Understanding Gaussian Splatting for XR Development
Gaussian splatting is an exciting new rasterization technique gaining significant attention in the extended reality landscape. It enables 3D reconstruction and rendering in virtual environments. Often, it’s described as an alternative to NeRF (we’ll look at how they compare in a moment).
The concept of Gaussian splatting has only recently begun to emerge in the XR space, following some interesting demonstrations released in 2023. Now, however, countless companies and developers are beginning to embrace this model, including Varjo (with Varjo Teleport), Unity, and Unreal.
Here, we’ll give you a beginner-friendly rundown of what Gaussian splatting is, how it works, and why it’s so beneficial to the future of extended reality development.
What is Gaussian Splatting?
Gaussian splatting is a rasterization approach for 3D rendering and reconstruction. It allows systems to render ultra-realistic images using numerous scans of an object. Content created with this method can be viewed from any angle and explored in real-time, making it a valuable solution for companies creating “digital twins.”
There are plenty of great things that set Gaussian splatting apart from other rasterization strategies in XR, from its ultra-high rendering speed to the fact that it doesn’t rely on neural networks. The technology can also be trained quickly to create smaller files to represent 3D scenes in spatial computing, metaverse, and extended reality applications.
Though the files created are pretty large, Gaussian splats generally produce higher-quality visuals.
The term “Gaussian splatting” actually comes from Carl Friedrich Gauss, who pioneered discrete probability distribution techniques in the 1800s. The technology is unique in that it represents content using blurry clouds of pixels rather than well-defined triangles and shapes.
Though the concept has been around for a while, a popular research paper published at SIGGRAPH 2023 renewed interest in the methodology, so we’re seeing many instances of it in the XR space today.
A Quick History of Gaussian Splatting
I won’t bore you with too many details about the history of Gaussian splatting. However, the core idea behind this concept actually emerged quite a while ago in a 1991 thesis created by Lee Alan Westover. He conceived “splatting” by comparing it to how snowballs hit a brick wall and spread snow across the surface.
He did develop a few algorithms to demonstrate his theory, but at the time, the tech space’s hardware couldn’t process them. That’s why the graphics industry turned to other methods for producing 3D scenes, like meshes, voxels, and point clouds.
Still, researchers began experimenting with new 3D rendering methods, such as photogrammetry techniques, which create models using overlapping images. In 2006, researchers discovered new ways to add details to projects using a process called SFM (structure from motion), which now contributes to the Gaussian splatting method.
In 2020, researchers developed the NeRFs used by many developers today, which could fill the gaps left by SFMs to create higher-quality images. These tools use neural networks to create a model of light radiance from different angles. Unfortunately, NeRFs are difficult to train and limited in enabling navigation in virtual worlds.
Finally, in 2023, a team of German and French researchers built on the innovations of NeRFs and changed how they stored data with Gaussian splatting. They then trained the model using gradient descent, introducing a new era for 3D content development.
Since then, development in the field has continued. Researchers and vendors are exploring new ways to capture and render motion, shrink file sizes, and create ever-more realistic 3D spaces. Adobe, Apple, Google, and Meta are incorporating the technique into their enterprise apps.

WHAT THE TASK ASKS: Please continue the article on Gaussian splatting for XR, picking up after its last paragraph.

(Source records)
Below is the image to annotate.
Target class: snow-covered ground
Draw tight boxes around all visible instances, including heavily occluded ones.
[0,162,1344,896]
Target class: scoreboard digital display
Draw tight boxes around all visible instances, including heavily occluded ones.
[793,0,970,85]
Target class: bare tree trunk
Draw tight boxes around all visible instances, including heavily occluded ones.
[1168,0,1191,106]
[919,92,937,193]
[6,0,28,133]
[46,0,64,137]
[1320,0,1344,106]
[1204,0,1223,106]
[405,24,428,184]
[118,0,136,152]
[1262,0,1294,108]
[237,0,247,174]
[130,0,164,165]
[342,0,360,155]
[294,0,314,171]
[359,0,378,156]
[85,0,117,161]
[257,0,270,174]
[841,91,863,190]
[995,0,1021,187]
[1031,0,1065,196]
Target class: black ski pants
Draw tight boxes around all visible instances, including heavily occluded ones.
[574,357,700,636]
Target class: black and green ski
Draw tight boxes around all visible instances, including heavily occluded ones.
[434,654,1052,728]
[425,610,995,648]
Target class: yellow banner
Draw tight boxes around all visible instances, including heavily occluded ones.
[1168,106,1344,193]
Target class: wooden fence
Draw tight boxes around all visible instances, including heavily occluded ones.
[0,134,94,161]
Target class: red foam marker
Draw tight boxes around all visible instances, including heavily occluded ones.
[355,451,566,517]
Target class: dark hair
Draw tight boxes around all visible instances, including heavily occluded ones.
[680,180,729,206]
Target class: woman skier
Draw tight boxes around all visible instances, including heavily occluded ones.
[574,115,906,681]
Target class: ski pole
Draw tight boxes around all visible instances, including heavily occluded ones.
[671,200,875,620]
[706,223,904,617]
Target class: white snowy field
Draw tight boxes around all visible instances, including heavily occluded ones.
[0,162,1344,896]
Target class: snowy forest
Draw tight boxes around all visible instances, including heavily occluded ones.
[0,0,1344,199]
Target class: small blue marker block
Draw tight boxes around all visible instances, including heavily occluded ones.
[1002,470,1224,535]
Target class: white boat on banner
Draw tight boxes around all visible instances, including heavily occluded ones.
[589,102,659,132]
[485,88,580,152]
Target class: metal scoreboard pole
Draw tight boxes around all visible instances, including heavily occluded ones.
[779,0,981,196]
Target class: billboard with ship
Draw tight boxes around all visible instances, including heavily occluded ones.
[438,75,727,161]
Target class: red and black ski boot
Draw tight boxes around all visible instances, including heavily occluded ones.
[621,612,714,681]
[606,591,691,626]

EXERCISE ANSWER:
Developers are also rolling out plugins for popular platforms like Unreal Engine, Unity, and Nvidia Omniverse. Even consumer apps from Poly and Luma AI enable this method.
How Does Gaussian Splatting Work?
Understanding the mechanisms of Gaussian splatting can be a little tricky, so I’ll break it down into simple terms. First, developers using the Gaussian splatting techniques take images or videos of a scene from various angles, the same way you would if you were creating a digital twin.
Those images are entered into a Gaussian splatting application, which uses the “Structure from Motion” to create a point cloud from images. The system essentially estimates what a scene would look like from all different directions.
Next, each point in the cloud is converted into overlapping Gaussian splats, creating an image that looks like a selection of blurry clouds. At first, these initial Gaussians only represent color and position, using SFM data. That’s why the next step is a training process.
The follow-on training stage cycles through thousands of different calculations using gradient descent to fill in all of the extra details about how a point might exist in a space. Gradient descent is similar to a neural network, helping you to create a file that contains millions of particles representing color, position, transparency, and covariance.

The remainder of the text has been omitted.